[BEGIN]

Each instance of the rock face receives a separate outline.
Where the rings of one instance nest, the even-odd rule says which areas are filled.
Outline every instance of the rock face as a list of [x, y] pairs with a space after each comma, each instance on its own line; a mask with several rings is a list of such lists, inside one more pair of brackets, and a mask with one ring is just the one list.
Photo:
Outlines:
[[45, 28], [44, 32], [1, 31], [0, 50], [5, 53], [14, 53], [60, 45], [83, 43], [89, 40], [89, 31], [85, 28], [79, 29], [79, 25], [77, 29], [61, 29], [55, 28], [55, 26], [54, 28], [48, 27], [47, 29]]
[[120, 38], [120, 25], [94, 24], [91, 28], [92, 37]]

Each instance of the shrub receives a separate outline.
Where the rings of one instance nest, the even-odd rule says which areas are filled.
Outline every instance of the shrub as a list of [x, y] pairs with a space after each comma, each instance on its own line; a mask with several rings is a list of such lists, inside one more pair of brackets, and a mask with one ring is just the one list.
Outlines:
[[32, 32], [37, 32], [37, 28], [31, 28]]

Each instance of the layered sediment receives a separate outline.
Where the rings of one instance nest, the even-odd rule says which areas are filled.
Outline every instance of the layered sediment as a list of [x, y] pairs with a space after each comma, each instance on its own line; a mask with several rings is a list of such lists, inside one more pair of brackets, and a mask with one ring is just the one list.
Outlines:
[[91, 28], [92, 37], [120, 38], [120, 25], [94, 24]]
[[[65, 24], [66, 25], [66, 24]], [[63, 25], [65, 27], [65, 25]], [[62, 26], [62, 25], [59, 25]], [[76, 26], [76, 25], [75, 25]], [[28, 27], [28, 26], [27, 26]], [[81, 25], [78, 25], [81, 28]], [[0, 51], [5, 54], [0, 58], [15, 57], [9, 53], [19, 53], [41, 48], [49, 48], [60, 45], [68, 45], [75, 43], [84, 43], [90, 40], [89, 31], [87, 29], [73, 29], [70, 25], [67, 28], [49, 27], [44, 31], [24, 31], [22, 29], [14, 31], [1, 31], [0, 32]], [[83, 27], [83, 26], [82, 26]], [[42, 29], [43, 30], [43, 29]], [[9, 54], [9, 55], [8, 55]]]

[END]

Please repeat the rows from the line with "Each instance of the layered" through the end of the rows, swapping "sediment" for "deposit" and leaving everything else unchanged.

Each instance of the layered deposit receives a separate outline.
Where the rings of one instance nest, the even-odd rule says which areas are filled.
Outline every instance of the layered deposit as a list of [x, y] pairs with a space after each comma, each instance on its own line; a mask with several rings is a list of such lists, inside one more pair of brackets, and a mask with one ring is just the one list.
Outlines:
[[91, 28], [92, 37], [120, 38], [120, 25], [94, 24]]
[[[65, 24], [66, 25], [66, 24]], [[63, 25], [65, 27], [65, 25]], [[62, 26], [62, 25], [59, 25]], [[76, 26], [76, 25], [75, 25]], [[28, 27], [28, 26], [27, 26]], [[81, 25], [78, 25], [81, 28]], [[0, 51], [5, 54], [0, 58], [15, 57], [9, 53], [19, 53], [41, 48], [49, 48], [60, 45], [68, 45], [75, 43], [84, 43], [90, 40], [89, 31], [87, 29], [73, 29], [70, 25], [67, 28], [49, 27], [44, 31], [24, 31], [22, 29], [14, 31], [1, 31], [0, 32]], [[83, 27], [83, 26], [82, 26]], [[42, 29], [43, 30], [43, 29]], [[9, 54], [9, 55], [8, 55]]]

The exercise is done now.